• [WHAT IS BEING ASKED] Find every line below with the word "hull" in it, and copy each one.

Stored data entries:
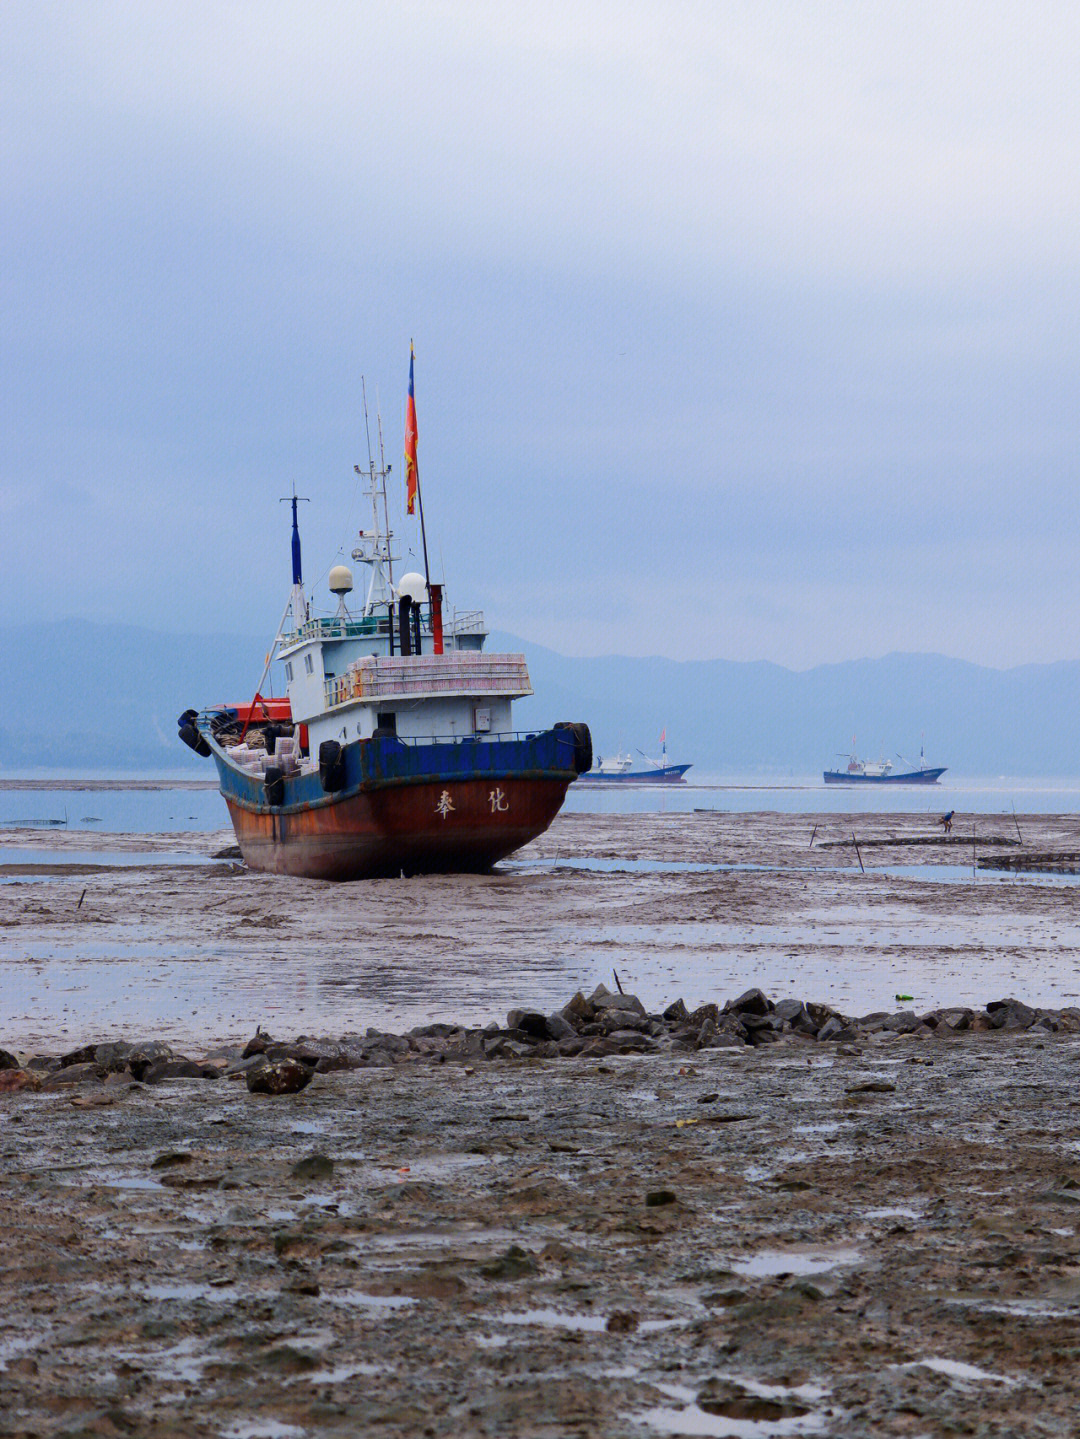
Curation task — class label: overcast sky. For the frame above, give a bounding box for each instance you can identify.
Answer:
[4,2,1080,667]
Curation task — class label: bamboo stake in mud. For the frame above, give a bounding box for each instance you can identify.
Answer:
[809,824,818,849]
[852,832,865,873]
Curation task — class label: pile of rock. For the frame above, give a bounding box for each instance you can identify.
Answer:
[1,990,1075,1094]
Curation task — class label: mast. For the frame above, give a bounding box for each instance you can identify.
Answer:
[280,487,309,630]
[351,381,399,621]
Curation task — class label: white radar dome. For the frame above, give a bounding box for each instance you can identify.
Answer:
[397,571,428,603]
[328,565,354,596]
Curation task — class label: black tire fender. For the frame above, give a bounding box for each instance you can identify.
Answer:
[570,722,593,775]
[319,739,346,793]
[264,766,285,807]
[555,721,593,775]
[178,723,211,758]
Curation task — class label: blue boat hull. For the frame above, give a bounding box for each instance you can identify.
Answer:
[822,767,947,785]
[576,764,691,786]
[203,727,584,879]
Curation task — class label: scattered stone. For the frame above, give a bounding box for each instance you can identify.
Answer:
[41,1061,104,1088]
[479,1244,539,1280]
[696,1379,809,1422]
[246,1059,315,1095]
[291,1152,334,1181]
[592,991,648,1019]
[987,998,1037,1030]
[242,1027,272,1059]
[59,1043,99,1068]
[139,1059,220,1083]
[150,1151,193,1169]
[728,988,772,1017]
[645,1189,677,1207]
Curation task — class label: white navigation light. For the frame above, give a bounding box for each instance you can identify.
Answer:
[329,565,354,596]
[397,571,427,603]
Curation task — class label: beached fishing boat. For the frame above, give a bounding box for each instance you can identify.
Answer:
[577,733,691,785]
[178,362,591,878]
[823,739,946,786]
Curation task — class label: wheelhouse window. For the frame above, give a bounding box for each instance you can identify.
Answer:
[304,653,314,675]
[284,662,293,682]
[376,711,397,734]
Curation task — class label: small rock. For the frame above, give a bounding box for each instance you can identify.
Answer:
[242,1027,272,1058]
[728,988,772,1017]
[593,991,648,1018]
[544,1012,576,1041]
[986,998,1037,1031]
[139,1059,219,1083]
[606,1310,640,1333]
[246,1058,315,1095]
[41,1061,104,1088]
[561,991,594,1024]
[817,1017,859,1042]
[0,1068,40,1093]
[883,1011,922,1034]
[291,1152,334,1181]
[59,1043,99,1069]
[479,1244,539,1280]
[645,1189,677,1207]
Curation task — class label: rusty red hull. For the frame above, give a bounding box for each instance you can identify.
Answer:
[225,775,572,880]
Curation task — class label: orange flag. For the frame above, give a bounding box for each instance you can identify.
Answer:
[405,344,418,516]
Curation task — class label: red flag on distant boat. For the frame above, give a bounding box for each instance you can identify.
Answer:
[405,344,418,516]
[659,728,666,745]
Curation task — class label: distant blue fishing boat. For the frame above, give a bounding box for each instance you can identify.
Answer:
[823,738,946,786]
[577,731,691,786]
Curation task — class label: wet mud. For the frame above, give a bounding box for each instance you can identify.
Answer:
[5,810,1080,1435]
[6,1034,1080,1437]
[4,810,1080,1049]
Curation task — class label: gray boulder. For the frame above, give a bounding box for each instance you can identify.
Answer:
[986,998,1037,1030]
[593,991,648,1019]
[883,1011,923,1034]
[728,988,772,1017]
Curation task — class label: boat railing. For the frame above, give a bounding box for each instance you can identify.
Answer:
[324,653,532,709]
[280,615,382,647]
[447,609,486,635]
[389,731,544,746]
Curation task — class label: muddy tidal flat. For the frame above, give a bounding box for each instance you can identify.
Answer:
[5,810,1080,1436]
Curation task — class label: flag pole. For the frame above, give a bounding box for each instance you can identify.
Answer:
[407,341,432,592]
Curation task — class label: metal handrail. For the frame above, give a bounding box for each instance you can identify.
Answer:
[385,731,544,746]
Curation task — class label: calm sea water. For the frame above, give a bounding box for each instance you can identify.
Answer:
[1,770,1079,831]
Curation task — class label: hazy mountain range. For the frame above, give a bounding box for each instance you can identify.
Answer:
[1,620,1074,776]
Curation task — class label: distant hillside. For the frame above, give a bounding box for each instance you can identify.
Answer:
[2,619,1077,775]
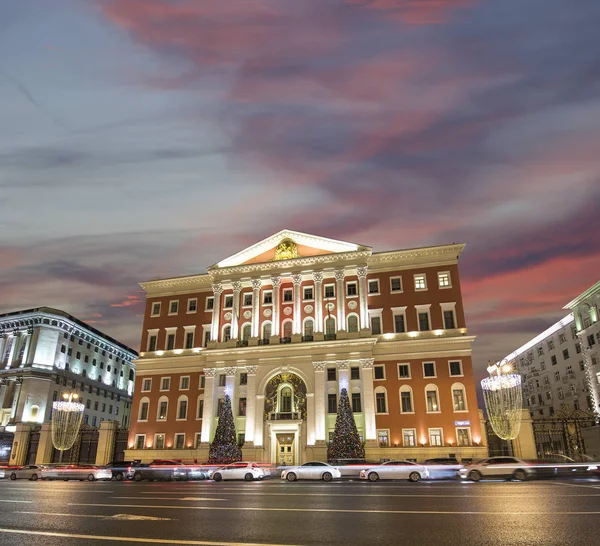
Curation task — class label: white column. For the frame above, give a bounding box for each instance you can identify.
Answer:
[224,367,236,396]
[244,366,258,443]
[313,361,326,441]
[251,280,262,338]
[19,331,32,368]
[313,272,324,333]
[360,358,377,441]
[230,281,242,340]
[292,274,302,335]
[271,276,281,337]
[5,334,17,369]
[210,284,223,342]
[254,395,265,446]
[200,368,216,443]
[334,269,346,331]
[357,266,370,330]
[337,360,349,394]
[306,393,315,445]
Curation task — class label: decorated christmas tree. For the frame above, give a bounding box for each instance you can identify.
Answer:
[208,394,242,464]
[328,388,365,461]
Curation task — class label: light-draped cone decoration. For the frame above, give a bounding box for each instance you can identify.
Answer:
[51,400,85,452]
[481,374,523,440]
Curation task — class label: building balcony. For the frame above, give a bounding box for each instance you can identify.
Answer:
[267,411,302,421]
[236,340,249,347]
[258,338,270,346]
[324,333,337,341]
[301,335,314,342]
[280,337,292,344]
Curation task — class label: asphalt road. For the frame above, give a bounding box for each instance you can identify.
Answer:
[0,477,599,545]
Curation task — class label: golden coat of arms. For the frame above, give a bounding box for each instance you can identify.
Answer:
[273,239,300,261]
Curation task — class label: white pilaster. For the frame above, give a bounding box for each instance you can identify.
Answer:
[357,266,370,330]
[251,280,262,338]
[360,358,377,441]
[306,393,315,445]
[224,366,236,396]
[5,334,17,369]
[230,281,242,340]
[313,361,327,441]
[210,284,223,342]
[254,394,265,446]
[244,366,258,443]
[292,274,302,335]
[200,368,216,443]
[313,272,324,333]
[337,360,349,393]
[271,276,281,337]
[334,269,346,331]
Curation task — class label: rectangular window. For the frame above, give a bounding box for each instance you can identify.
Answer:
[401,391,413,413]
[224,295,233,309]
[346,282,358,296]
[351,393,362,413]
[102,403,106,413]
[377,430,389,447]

• [THE ANSWER]
Curation task — class label: blue boat hull. For the frame above, give a bounding box for each instance you can identify.
Curation task — class label: rusty red hull. For the frame above, give a bounding box for each instance you can identify.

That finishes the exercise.